═════ Source data ═════

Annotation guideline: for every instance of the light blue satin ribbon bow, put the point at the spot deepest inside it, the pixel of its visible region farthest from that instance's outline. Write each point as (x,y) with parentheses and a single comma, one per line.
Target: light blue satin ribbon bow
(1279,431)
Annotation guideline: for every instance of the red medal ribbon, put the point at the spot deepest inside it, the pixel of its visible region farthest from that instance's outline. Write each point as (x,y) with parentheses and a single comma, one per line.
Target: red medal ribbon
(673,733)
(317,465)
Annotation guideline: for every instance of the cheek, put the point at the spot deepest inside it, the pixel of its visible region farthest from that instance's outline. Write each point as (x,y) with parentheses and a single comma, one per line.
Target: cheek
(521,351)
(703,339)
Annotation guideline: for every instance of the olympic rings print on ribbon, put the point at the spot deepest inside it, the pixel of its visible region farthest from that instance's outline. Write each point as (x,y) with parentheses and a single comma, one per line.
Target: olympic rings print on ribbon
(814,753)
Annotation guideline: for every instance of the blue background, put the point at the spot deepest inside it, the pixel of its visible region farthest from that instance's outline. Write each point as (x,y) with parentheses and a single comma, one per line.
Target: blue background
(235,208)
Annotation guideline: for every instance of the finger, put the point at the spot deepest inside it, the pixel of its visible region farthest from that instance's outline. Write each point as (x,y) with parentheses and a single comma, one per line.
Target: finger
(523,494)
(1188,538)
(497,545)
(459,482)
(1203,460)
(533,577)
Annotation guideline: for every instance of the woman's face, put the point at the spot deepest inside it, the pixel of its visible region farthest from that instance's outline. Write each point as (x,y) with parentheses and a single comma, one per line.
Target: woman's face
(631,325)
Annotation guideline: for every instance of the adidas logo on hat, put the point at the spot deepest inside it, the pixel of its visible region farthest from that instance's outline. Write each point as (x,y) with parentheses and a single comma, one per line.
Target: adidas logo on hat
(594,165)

═════

◆ **The request**: Restate word for word the lines from the one holding "Annotation guideline: for every instance of the blue" to the end of the listing, both ends included, and nothing more.

◆ **Finished task**:
Annotation guideline: for every instance of the blue background, put the point at the spot deepest inside it, the pixel of its visible region farthest from that instance's outline. Write each point as (x,y) with parentheses and a single comma, one per line.
Target: blue background
(235,208)
Annotation guideline: for every instance of the finger, put the point at the spot deepest inside it, the pixel of its visible region farthest from that instance's outline. Write each point as (x,y) with parentheses and a single comma, one per line.
Target: finger
(523,494)
(1188,538)
(497,545)
(459,482)
(1203,460)
(533,577)
Annotation guideline: for every instance of the woman's face, put the point at the spot deepest inside it, the pixel of its visible region farthest from that instance's outline. Write each point as (x,y) with parentheses and a single comma, one per line.
Target: woman's face
(631,325)
Annotation guideline: for every instance of the adidas logo on hat, put the point at the spot deepest inside it, the pixel of its visible region farthest from that instance's outline. Write each point as (x,y) with parentheses and a single comma, one per line.
Target: adidas logo on hat
(594,165)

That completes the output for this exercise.